__Excerto do texto__.

Com apenas 23 anos, a lisboeta Daniela Melchior está prestes a tornar-se uma estrela de Hollywood. A atriz portuguesa vai interpretar um dos papéis no próximo “Esquadrão Suicida” e tem estado a gravar o filme em Atlanta, nos EUA.
Começou as filmagens a 23 de setembro. Neste momento está numa pausa para a época de Natal — a rodagem recomeça em janeiro e termina em fevereiro. No entanto, como é um filme que exige muita pós-produção, a data de estreia só está marcada para 6 de agosto de 2021.
Não se sabe nada sobre a história do novo filme, nem acerca das personagens. Daniela Melchior também não pode adiantar quaisquer detalhes — no entanto, explicou à NiT que o conceito de uma equipa de super vilões mantém-se, embora “a linguagem seja totalmente diferente”.

__Registos da tarefa__.
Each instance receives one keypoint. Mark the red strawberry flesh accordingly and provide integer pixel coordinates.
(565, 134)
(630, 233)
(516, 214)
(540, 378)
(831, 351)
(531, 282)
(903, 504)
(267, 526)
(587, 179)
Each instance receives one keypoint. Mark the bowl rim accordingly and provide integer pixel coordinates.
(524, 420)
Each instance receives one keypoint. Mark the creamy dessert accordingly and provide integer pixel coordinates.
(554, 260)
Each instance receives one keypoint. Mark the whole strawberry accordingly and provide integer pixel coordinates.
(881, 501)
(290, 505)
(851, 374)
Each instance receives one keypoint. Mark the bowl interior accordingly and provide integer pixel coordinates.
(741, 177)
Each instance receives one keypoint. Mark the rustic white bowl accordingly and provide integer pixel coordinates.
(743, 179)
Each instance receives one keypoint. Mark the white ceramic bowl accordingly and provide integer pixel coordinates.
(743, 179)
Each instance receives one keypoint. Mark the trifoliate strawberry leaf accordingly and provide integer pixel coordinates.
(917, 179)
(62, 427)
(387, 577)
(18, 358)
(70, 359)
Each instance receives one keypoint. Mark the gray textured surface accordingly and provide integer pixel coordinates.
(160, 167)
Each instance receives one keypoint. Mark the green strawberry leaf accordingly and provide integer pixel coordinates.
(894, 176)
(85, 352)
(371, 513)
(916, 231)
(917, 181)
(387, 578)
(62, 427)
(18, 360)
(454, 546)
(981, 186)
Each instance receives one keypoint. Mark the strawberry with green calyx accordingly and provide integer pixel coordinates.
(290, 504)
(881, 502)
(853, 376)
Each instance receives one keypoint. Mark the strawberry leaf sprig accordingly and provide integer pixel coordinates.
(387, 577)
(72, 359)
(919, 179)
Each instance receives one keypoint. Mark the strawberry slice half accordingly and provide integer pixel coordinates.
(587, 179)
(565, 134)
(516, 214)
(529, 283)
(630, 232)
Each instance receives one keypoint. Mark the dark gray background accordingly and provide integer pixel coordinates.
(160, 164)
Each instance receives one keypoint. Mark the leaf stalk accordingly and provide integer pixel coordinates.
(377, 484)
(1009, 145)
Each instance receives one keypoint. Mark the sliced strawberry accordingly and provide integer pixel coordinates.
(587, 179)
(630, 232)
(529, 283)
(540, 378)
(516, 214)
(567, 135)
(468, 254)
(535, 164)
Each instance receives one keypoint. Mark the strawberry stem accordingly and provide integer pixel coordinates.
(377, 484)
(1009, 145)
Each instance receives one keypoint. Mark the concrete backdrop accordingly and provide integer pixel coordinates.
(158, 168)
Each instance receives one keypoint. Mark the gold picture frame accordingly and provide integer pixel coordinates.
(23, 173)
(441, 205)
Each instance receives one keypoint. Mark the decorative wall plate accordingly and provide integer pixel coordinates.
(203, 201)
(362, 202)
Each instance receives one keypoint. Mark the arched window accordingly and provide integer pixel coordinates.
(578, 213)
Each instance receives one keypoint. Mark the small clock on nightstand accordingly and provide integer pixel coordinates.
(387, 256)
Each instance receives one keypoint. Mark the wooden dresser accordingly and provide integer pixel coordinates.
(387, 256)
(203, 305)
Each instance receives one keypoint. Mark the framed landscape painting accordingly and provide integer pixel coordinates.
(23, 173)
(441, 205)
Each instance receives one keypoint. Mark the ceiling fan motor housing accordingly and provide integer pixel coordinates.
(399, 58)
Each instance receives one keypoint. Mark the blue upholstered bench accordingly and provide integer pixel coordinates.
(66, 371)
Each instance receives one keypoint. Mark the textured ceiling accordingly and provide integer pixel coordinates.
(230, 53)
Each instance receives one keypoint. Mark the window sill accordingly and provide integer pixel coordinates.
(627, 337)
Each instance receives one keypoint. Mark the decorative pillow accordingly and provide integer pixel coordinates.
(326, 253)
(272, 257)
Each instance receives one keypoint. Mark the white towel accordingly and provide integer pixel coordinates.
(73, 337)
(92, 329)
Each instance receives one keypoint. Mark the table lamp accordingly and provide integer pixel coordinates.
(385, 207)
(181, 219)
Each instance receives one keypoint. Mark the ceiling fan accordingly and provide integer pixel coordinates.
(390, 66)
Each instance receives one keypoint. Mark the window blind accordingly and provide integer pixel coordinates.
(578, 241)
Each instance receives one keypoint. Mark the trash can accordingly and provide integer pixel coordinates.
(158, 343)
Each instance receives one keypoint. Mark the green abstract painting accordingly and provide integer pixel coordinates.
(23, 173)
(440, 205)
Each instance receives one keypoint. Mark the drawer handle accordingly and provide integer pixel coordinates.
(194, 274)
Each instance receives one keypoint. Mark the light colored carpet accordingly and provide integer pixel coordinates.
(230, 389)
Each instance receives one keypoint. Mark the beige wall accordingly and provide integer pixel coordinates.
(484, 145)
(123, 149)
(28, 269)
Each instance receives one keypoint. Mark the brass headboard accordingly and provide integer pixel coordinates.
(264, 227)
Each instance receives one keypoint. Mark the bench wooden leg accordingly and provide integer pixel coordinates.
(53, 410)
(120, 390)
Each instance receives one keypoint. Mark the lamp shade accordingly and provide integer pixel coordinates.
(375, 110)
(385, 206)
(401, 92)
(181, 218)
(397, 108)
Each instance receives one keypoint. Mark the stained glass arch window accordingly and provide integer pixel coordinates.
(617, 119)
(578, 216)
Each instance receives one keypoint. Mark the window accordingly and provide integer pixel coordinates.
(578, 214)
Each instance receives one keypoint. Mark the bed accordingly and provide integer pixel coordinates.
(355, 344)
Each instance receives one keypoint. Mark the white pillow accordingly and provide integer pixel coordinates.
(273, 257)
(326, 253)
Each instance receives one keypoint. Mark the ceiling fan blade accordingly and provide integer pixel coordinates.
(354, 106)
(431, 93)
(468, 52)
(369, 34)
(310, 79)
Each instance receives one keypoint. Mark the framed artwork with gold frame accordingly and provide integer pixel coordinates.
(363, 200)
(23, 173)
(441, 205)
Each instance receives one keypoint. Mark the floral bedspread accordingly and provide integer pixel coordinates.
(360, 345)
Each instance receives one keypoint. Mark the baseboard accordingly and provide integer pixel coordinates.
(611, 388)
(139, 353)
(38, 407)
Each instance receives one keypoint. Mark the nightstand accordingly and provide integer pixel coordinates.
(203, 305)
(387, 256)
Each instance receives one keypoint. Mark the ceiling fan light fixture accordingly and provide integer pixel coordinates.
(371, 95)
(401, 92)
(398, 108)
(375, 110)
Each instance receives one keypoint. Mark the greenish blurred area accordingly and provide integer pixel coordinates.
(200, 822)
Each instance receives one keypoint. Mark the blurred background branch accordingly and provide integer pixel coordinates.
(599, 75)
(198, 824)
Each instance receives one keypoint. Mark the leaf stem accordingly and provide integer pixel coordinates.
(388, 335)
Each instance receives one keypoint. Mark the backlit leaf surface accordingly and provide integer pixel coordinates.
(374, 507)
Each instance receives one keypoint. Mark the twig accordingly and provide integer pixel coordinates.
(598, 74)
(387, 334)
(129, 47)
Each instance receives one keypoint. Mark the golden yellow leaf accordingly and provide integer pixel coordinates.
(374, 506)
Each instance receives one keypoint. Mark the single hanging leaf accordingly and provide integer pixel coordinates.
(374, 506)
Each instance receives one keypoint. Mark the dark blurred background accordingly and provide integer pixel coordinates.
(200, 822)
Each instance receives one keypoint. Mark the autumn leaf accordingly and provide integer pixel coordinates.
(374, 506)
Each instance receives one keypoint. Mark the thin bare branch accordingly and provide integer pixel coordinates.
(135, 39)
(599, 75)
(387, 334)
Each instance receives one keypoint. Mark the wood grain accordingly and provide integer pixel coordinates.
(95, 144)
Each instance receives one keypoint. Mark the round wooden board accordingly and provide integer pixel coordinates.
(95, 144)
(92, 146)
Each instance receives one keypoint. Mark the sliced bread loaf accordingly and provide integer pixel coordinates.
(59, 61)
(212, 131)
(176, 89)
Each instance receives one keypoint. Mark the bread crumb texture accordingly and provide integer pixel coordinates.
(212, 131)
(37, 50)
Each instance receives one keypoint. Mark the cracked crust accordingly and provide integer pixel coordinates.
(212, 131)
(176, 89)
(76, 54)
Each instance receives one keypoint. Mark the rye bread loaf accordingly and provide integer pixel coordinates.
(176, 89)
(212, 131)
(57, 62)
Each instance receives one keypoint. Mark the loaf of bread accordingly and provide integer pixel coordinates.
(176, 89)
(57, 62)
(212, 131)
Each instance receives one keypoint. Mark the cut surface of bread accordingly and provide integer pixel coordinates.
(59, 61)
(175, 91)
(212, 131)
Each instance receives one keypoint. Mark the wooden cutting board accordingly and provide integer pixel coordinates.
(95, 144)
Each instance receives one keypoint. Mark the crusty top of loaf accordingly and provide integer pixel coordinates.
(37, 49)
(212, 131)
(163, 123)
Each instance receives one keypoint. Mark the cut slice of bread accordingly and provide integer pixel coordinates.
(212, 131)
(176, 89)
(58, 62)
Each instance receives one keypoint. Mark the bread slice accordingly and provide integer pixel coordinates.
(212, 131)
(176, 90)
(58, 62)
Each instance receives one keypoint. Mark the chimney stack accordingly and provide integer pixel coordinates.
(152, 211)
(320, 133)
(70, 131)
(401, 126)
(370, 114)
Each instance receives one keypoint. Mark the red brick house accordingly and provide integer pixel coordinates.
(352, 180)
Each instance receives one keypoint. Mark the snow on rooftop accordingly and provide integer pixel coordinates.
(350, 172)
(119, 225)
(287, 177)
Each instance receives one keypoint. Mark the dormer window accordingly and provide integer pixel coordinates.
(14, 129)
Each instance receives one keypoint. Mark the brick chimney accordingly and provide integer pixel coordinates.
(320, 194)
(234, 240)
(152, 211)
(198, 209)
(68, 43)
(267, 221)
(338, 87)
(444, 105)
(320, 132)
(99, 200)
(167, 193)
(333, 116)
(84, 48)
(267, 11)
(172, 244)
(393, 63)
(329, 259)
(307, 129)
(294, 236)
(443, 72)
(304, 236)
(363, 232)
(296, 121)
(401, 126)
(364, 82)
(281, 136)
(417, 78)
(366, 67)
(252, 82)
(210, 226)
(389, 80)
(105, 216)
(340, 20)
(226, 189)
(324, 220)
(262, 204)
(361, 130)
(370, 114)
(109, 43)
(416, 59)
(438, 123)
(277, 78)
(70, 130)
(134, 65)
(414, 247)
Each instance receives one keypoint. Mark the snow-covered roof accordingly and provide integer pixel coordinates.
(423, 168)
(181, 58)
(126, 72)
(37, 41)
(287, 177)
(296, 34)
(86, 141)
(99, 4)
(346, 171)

__Tarefa pedida A__. Repita, tal e qual, o trecho do texto sobre Daniela Melchior compreendido entre "Com apenas 23" e "Atlanta, nos EUA.", inclusive.
__Tarefa pedida B__. Reproduza sem alterações as linhas dos registos situadas entre a linha que contém "Each instance receives one keypoint. Mark the brick" e o fim dos registos, ambas incluídas.

__Resposta à tarefa A__.
Com apenas 23 anos, a lisboeta Daniela Melchior está prestes a tornar-se uma estrela de Hollywood. A atriz portuguesa vai interpretar um dos papéis no próximo “Esquadrão Suicida” e tem estado a gravar o filme em Atlanta, nos EUA.

__Resposta à tarefa B__.
Each instance receives one keypoint. Mark the brick chimney accordingly and provide integer pixel coordinates.
(320, 194)
(234, 240)
(152, 211)
(198, 209)
(68, 43)
(267, 221)
(338, 87)
(444, 105)
(320, 132)
(99, 200)
(167, 193)
(333, 116)
(84, 48)
(267, 11)
(172, 244)
(393, 63)
(329, 259)
(307, 129)
(294, 236)
(443, 72)
(304, 236)
(363, 232)
(296, 121)
(401, 126)
(364, 82)
(281, 136)
(417, 78)
(366, 67)
(252, 82)
(210, 226)
(389, 80)
(105, 216)
(340, 20)
(226, 189)
(324, 220)
(262, 204)
(361, 130)
(370, 114)
(109, 43)
(416, 59)
(438, 123)
(277, 78)
(70, 130)
(134, 65)
(414, 247)
Each instance receives one keypoint. Mark the snow-covered roof accordingly and provide integer pixel coordinates.
(423, 168)
(181, 58)
(126, 72)
(37, 41)
(287, 177)
(296, 34)
(86, 141)
(99, 4)
(346, 171)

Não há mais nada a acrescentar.